— Exercise directions —
Every line from the one with "Phrase: palm tree trunk" through the end of the records below should be restated word for word, and nothing outside that span.

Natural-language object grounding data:
▬▬▬

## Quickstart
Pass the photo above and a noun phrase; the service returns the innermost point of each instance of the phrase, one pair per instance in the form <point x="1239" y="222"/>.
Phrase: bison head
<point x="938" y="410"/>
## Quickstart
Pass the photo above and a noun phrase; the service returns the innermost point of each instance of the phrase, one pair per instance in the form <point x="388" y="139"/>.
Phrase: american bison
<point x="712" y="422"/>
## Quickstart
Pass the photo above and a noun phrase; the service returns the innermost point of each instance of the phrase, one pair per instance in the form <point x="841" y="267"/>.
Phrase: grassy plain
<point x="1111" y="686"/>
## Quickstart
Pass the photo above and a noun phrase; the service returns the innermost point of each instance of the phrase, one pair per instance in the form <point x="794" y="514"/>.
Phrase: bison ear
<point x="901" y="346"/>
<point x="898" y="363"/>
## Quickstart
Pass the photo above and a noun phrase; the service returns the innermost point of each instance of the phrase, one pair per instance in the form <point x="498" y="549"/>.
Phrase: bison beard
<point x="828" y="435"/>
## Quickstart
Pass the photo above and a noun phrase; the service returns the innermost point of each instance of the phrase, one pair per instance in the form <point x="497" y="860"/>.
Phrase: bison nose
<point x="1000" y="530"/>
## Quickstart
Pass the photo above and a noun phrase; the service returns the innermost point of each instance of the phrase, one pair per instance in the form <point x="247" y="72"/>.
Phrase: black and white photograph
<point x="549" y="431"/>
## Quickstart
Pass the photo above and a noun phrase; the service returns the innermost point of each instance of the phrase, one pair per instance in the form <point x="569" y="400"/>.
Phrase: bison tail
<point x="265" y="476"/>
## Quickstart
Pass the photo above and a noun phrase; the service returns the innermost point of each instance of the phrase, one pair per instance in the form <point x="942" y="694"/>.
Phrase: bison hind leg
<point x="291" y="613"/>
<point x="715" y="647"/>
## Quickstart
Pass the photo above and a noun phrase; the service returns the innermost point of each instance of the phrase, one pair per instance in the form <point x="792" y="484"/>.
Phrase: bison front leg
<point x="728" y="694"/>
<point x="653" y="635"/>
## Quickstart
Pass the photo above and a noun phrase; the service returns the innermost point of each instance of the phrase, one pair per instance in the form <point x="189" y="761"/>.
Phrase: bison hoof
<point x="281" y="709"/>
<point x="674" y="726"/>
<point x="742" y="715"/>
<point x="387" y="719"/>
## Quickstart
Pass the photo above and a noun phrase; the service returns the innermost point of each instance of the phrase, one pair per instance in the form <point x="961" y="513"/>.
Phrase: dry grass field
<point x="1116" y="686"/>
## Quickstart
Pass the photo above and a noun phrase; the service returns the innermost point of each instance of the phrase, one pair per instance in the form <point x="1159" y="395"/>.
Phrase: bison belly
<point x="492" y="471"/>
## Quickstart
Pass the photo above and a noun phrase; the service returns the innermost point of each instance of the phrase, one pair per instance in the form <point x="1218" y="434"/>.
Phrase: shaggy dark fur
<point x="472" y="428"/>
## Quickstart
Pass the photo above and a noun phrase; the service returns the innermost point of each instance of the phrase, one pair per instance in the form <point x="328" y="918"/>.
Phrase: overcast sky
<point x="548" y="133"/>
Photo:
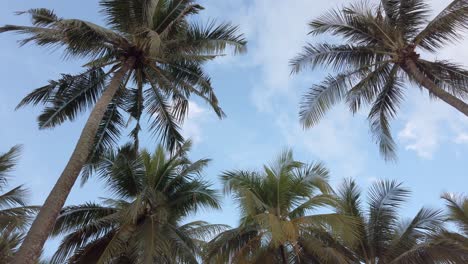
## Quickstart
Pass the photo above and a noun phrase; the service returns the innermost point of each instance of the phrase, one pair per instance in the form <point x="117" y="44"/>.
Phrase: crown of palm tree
<point x="385" y="238"/>
<point x="161" y="47"/>
<point x="382" y="58"/>
<point x="274" y="206"/>
<point x="144" y="222"/>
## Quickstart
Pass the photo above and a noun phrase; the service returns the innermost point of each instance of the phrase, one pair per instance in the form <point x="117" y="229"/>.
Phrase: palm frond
<point x="214" y="38"/>
<point x="384" y="199"/>
<point x="338" y="57"/>
<point x="445" y="28"/>
<point x="8" y="161"/>
<point x="457" y="210"/>
<point x="385" y="108"/>
<point x="71" y="95"/>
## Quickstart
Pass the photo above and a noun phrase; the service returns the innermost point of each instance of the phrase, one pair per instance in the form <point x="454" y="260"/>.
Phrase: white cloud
<point x="198" y="116"/>
<point x="277" y="30"/>
<point x="334" y="140"/>
<point x="430" y="124"/>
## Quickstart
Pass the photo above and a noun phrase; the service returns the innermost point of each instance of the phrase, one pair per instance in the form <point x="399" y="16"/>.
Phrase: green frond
<point x="337" y="57"/>
<point x="8" y="161"/>
<point x="41" y="16"/>
<point x="445" y="28"/>
<point x="385" y="108"/>
<point x="449" y="76"/>
<point x="349" y="23"/>
<point x="72" y="218"/>
<point x="385" y="197"/>
<point x="214" y="38"/>
<point x="320" y="98"/>
<point x="163" y="122"/>
<point x="67" y="97"/>
<point x="457" y="206"/>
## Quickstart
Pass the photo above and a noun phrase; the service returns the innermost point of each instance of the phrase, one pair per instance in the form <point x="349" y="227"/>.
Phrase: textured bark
<point x="284" y="257"/>
<point x="42" y="226"/>
<point x="429" y="85"/>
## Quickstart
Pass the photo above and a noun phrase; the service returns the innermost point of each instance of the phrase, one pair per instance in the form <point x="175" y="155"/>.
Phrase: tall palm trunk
<point x="42" y="226"/>
<point x="412" y="69"/>
<point x="284" y="257"/>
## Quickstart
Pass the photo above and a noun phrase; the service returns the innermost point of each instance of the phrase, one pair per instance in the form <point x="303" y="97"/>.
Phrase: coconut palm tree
<point x="274" y="206"/>
<point x="386" y="238"/>
<point x="149" y="57"/>
<point x="144" y="221"/>
<point x="457" y="214"/>
<point x="457" y="206"/>
<point x="14" y="214"/>
<point x="380" y="56"/>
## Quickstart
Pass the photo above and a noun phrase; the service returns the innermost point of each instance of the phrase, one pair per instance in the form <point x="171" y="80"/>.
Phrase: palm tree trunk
<point x="283" y="255"/>
<point x="412" y="69"/>
<point x="42" y="226"/>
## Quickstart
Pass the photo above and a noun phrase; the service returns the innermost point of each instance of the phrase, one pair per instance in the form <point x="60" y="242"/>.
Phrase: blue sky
<point x="261" y="101"/>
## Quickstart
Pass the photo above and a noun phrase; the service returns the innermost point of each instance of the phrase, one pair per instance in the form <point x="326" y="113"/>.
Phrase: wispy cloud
<point x="430" y="124"/>
<point x="198" y="116"/>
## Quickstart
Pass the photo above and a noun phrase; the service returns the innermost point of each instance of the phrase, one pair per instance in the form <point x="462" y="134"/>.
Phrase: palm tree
<point x="144" y="222"/>
<point x="385" y="238"/>
<point x="148" y="43"/>
<point x="380" y="56"/>
<point x="274" y="223"/>
<point x="457" y="206"/>
<point x="14" y="214"/>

▬▬▬

— Response for this exercise —
Phrase: palm tree trunk
<point x="283" y="255"/>
<point x="412" y="69"/>
<point x="42" y="226"/>
## Quickstart
Pass the photo above and a noun phrase; the service returns the innermost point of each instance of the phrase, one pair per instance in the form <point x="60" y="242"/>.
Phrase: blue sky
<point x="261" y="101"/>
## Quickstart
Pass the photo above and a noun phrase; the service returns the innermost point of each instance of the phrase, one pair per instance in the form <point x="326" y="113"/>.
Phrase: wispy cloud
<point x="430" y="124"/>
<point x="198" y="116"/>
## Quickstart
Pass the photo above and a noun phrase; the service returns the innermost point of each instance of the phrase, one pair per instance in the form <point x="462" y="134"/>.
Phrase: palm tree
<point x="144" y="222"/>
<point x="385" y="238"/>
<point x="148" y="43"/>
<point x="380" y="56"/>
<point x="274" y="223"/>
<point x="457" y="206"/>
<point x="14" y="214"/>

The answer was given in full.